Can you arrange the data below as a two-column CSV with the headers instruction and points, putting each text and its answer together on one row, each in a single double-quoted field with line breaks turned into spaces? Leave the pictures out.

------------------------------

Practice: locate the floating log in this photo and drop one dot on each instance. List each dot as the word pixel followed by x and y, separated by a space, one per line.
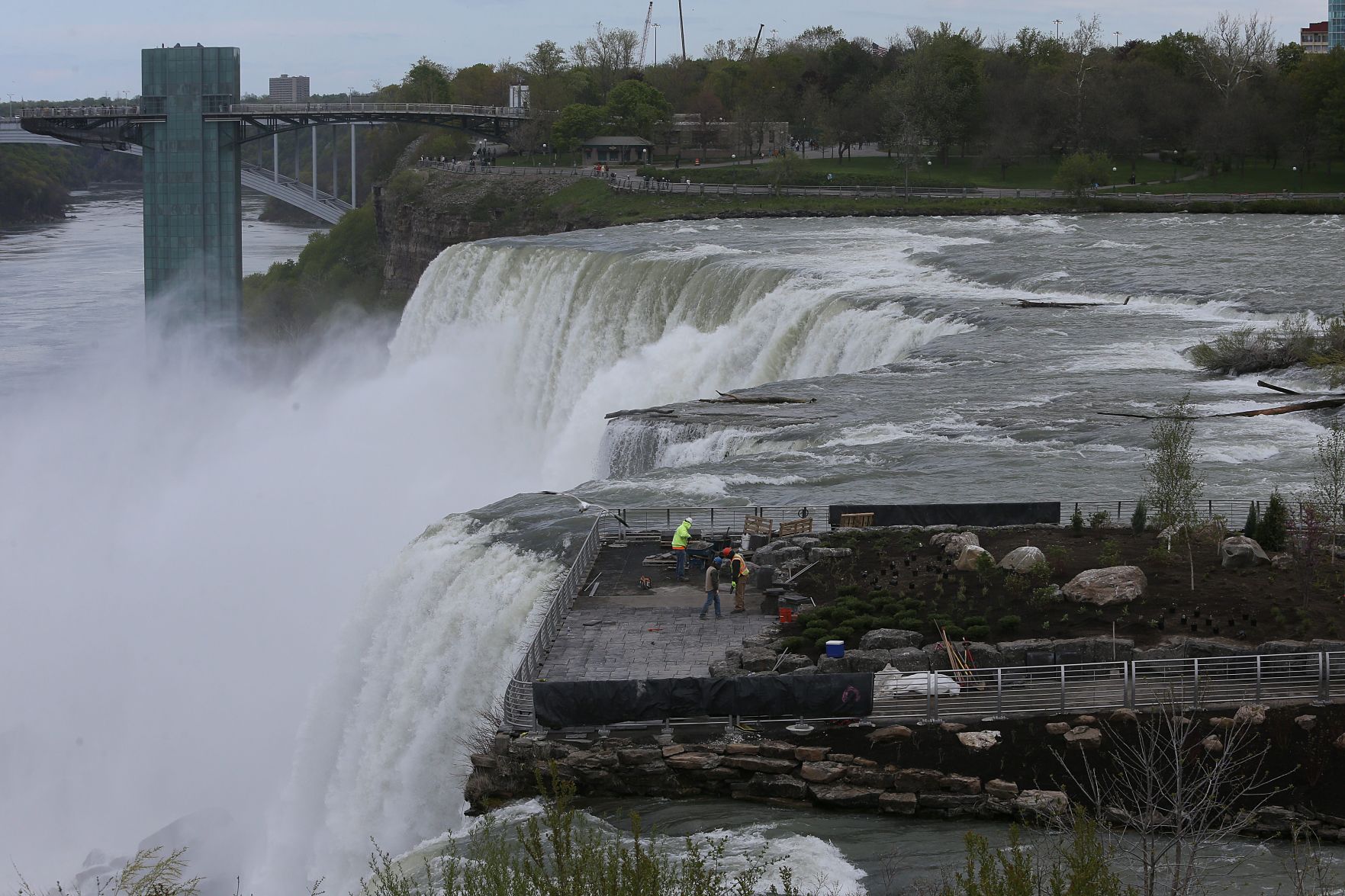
pixel 1279 389
pixel 728 399
pixel 1029 303
pixel 1317 404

------------------------------

__Exercise response__.
instruction,points
"Practice: locate the floating log in this photo and drop one dot on each instance. List each dot as the word pixel followed by x and y, separated by a space, one per line.","pixel 1279 389 pixel 728 399 pixel 1029 303 pixel 1317 404"